• [Exercise objective]: Render the records below as a two-column CSV with the header text,points and one row per record, placing the record's wording under text and its coordinates under points. Enclose every field in double quotes and replace any line breaks inside a field with spaces.

• [Supplied entries]:

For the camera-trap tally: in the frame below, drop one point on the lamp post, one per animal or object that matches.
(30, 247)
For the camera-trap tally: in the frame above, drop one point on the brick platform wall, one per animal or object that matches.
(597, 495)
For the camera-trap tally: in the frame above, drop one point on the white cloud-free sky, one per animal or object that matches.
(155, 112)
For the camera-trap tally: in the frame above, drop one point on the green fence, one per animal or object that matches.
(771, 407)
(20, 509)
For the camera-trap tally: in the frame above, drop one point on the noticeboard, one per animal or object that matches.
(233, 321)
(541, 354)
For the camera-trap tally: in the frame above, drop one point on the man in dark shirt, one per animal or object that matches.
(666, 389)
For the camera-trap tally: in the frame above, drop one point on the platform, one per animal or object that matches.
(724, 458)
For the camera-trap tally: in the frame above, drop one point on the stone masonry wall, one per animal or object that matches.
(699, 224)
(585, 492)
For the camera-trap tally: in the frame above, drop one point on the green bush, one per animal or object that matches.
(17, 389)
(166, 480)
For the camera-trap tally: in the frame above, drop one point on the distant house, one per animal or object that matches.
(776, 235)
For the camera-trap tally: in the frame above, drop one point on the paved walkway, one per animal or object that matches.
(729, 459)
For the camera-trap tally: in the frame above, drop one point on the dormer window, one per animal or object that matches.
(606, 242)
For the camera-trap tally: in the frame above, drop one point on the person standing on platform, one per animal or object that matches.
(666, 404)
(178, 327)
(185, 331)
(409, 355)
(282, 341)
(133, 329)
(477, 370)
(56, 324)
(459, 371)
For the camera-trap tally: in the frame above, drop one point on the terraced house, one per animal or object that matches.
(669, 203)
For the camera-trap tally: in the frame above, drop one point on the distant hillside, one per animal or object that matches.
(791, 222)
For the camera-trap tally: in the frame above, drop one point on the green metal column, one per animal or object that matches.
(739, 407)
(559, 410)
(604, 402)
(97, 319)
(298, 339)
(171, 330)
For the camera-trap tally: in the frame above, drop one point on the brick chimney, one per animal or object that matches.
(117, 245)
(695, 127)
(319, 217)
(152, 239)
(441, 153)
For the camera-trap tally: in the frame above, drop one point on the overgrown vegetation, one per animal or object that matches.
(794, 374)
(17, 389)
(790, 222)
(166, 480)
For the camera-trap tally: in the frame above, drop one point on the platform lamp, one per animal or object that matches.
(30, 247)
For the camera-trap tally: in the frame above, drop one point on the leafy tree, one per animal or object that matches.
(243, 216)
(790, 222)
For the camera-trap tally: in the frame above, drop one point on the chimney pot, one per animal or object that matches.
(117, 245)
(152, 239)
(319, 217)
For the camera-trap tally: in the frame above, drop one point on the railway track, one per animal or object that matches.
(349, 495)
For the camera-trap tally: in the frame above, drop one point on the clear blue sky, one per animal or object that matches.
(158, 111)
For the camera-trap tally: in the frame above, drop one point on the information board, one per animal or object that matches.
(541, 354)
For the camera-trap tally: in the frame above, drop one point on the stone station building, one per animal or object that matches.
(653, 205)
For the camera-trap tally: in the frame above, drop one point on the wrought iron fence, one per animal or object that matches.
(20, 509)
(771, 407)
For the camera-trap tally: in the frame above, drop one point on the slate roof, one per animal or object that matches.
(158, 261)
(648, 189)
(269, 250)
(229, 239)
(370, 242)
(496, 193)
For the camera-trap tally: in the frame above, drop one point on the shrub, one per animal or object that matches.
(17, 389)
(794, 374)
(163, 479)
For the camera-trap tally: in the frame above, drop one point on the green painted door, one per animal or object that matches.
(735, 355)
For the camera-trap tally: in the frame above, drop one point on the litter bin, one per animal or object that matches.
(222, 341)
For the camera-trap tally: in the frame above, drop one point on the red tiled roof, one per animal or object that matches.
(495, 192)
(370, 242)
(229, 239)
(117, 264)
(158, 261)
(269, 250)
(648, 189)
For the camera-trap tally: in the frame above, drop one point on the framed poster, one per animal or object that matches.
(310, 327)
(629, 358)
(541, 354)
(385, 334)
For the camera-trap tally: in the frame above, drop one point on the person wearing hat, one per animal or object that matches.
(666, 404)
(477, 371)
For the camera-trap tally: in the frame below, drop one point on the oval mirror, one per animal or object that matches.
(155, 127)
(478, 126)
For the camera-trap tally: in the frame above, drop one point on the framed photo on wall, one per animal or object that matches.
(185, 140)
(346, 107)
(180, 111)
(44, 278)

• [Response to this task]:
text,points
"For the camera-trap tally: in the frame below, drop one point on the lamp post, one per animal or object that matches.","(30, 247)"
"For the camera-trap tally: in the frame above, drop one point on the brick platform wall, one per animal or object that matches.","(597, 495)"
"For the camera-trap tally: in the frame above, drop one point on the white cloud-free sky, one per animal or object that matches.","(155, 112)"
"For the camera-trap tally: in the frame above, drop one point on the green fence, one per animal or object that matches.","(771, 407) (20, 509)"
"For the camera-trap tally: in the frame above, drop one point on the noticeboard, one per animal or object that matches.","(233, 321) (541, 354)"
"For the camera-trap tally: in the frame above, drop one point on the man in dark shirt, one per animal or object that matches.","(666, 389)"
"For the camera-trap tally: in the frame above, drop one point on the platform, one per animal or object that matches.","(724, 458)"
"For the camera-trap tally: in the frame above, drop one point on the stone masonry wall, one per animal or object that matches.","(699, 224) (585, 492)"
"For the camera-trap tally: in the frame above, drop one point on the green bush, one per animal or object that matches.","(17, 389) (166, 480)"
"For the camera-trap tally: in the frame above, drop one point on the distant house, one per animal or object that matches.","(776, 235)"
"For the camera-trap tally: in the frame above, drop one point on the paved walkway, one per animal or object that matches.","(729, 459)"
"For the camera-trap tally: in the frame above, drop one point on the dormer window, one per animal or object that matches.","(606, 242)"
"For the camera-trap tally: in the frame above, drop one point on the person standing on platform, one per animal or object that matches.","(666, 404) (178, 327) (185, 331) (409, 355) (282, 341) (133, 329) (477, 370) (56, 324) (459, 371)"
"For the camera-trap tally: in the frame above, drop one point on the terraced house, one per animal or object that matches.","(669, 203)"
"For the camera-trap tally: in the frame above, drop one point on the distant hillside, one per animal or object that matches.","(791, 222)"
"For the camera-trap tally: in the frame above, drop one point on the green metal column, one per animal or object that matches.","(739, 407) (559, 410) (604, 402) (97, 319) (298, 339) (171, 330)"
"For the camera-trap tally: in the frame above, drop one point on the brick chimney, one per animal or object that matches.","(117, 245) (695, 127) (319, 217) (152, 239) (441, 153)"
"For the camera-trap tally: in the frame above, drop one point on the overgrown vegetation, one per animal or object that matches.","(794, 374) (17, 389) (790, 222) (166, 480)"
"For the camera-trap tally: in the frame above, drop one point on the platform lamp, one per animal or object that matches.","(30, 247)"
"For the camera-trap tally: in the frame above, drop one point on the leafy tree, one per animal or object that matches.","(243, 216) (790, 222)"
"For the camera-trap tally: in the frame above, drop one point on the chimney pot, one per animal or object that matches.","(117, 245) (152, 239) (319, 217)"
"For the camera-trap tally: in the frame above, drop one point on the railway track, one per animal or object that matches.","(349, 495)"
"For the camera-trap tally: in the frame above, drop one point on the clear blue sky, one per animal or object that matches.","(158, 111)"
"For the camera-trap tally: in the frame above, drop one point on the information board, one per animal or object that matches.","(541, 354)"
"For the camera-trap tally: in the frame above, drop one point on the stone station building, one per animal or object that matches.","(653, 205)"
"For the camera-trap tally: in the frame above, drop one point on the wrought iron fence, one per animal or object that matches.","(20, 509) (771, 407)"
"For the camera-trap tally: in the frame above, drop one point on the slate roof, one per animal or object that matches.","(158, 261) (648, 189) (269, 250) (229, 239) (370, 242) (496, 193)"
"For the camera-trap tally: in the frame above, drop one point on the shrub, one per animal or object that matches.","(17, 389) (794, 374) (163, 479)"
"For the camera-trap tally: in the frame above, drop one point on the green painted door, one per animal or object that matches.","(735, 355)"
"For the camera-trap tally: in the frame above, drop one point on the litter bin, one per animal or object that matches.","(222, 341)"
"For the camera-trap tally: in the frame above, drop one point on the red tiled roof, one per animal or object that matches.","(495, 192) (370, 242) (229, 239) (117, 264) (158, 261) (269, 250) (648, 189)"
"For the camera-trap tally: in the frame above, drop one point on the framed poster, one per animal or object that matches.","(310, 327) (629, 358) (541, 354) (385, 334)"
"For the camera-trap tally: in the frame above, drop one point on the person wearing hat, one per animal or object that matches.","(666, 404) (477, 371)"
"For the camera-trap tally: in the frame below, drop one point on the oval mirror, one per animal or object that matches.","(155, 127) (478, 126)"
"For the camera-trap tally: in the frame above, drop one point on the framed photo on wall, one per animal or object that matches.","(185, 140) (346, 107) (180, 111) (44, 278)"